**REQUIREMENT A:**
Write out the concert review from "We have the" up to and including "picture. Fate, duh.", switching "picture" to "photo".
**REQUIREMENT B:**
In the concert review, which venue did the writer and Danielle go to for the show on Sunday night?

**EXTRACT PROVIDED:**

Let’s talk about how much I love Sweden. Not only have they given me IKEA, Swedish fish candy, ABBA, and Pippi Longstocking, the country that rests on the Baltic Sea has also delivered a one Jens Lekman into my life. Immediately I fell in love with his sweet, honest lyrics that talk about his hairdresser and being a mock boyfriend for a lesbian friend, all laid over very intricate acoustics. But, there was something more pressing about the 27-year-old I needed to address when he first came on my radar.
We have the same name. Granted, mine is a nickname, and his is probably birth-given, but still. Most people call me Jenz – even at work and school – and I’m most comfortable with that version of my legal moniker. Thus, when I found out Jens would be playing in my fine city, I knew I had to somehow finagle documentation of us together. Jens and Jenz had to take a picture. Fate, duh.
There were a lot of firsts I experienced Sunday night as my good friend Danielle and I rolled into Bottom of the Hill for the show. The neighborhood this venue is in seemed very tranquil, which was in complete opposition to the first time I attend a show there and saw someone get mugged on the side of the venue. We then walked through the front doors and it was the first time I have ever seen a crowd at this place, which ordinarily hosts punk and rock-oriented shows, absolutely quiet. This hush-hush attitude blanketed over all of us, and the intensity that Jens was being watched up on stage was both frightening and refreshing. We tried to order beers as quietly as possible and tiptoed our way to a place in the audience.
Jens was only armed with a guitar, and a guitar only; a friend came to play percussion on select songs, but he was front and center, all bravado, and no bullshit. He was wearing this white collared shirt with a giant flower on the shoulder, and when we got up closer, we observed his bottom half of the ensemble: the khaki version of skinny jeans, black socks, and lived-in white dress shoes. I hadn’t even heard him sing and I was already sold on whatever he had planned to do just based on his wardrobe.

(Items from a dataset)
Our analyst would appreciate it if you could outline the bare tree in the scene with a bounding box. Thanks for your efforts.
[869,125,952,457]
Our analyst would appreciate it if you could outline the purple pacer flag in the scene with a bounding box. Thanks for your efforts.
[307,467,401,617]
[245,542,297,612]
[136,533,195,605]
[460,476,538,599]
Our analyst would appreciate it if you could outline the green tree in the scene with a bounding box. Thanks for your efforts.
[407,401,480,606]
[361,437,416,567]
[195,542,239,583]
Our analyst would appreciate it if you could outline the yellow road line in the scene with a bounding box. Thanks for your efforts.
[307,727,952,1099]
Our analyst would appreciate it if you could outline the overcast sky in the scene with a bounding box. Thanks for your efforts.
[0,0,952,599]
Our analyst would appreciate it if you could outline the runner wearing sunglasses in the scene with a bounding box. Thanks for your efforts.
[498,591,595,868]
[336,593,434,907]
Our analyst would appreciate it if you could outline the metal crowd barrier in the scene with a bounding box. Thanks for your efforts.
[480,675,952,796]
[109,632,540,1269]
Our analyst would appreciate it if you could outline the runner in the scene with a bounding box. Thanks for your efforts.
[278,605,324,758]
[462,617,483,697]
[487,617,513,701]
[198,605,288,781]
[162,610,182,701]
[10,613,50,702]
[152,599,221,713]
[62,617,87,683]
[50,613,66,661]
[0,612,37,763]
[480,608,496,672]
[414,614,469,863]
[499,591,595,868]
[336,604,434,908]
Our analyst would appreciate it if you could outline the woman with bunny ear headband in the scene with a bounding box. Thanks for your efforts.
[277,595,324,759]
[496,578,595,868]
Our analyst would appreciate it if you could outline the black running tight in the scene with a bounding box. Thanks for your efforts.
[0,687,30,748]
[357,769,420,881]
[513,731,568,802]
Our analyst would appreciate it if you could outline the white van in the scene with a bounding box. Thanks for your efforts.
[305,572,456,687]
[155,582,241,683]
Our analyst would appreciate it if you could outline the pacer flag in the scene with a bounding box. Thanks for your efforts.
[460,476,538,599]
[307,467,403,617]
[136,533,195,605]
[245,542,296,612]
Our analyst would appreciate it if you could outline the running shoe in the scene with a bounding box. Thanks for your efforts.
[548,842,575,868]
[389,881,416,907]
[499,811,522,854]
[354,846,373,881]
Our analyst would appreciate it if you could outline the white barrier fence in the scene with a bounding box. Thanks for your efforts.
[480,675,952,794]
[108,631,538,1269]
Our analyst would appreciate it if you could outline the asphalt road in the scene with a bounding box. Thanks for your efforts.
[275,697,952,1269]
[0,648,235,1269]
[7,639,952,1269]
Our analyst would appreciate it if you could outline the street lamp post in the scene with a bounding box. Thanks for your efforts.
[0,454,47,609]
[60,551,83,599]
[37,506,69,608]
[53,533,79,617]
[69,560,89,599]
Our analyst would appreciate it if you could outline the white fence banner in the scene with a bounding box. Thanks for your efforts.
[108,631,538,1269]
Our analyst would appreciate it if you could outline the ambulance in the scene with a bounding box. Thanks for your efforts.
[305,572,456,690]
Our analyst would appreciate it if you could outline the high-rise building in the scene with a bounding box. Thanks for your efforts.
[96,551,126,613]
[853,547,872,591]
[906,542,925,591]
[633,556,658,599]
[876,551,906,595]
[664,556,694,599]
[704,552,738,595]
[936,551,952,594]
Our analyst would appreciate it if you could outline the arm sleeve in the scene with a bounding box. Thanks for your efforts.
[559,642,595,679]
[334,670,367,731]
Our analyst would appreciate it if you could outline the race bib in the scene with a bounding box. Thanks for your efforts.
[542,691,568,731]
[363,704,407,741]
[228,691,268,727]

**ANSWER A:**
We have the same name. Granted, mine is a nickname, and his is probably birth-given, but still. Most people call me Jenz – even at work and school – and I’m most comfortable with that version of my legal moniker. Thus, when I found out Jens would be playing in my fine city, I knew I had to somehow finagle documentation of us together. Jens and Jenz had to take a photo. Fate, duh.

**ANSWER B:**
Bottom of the Hill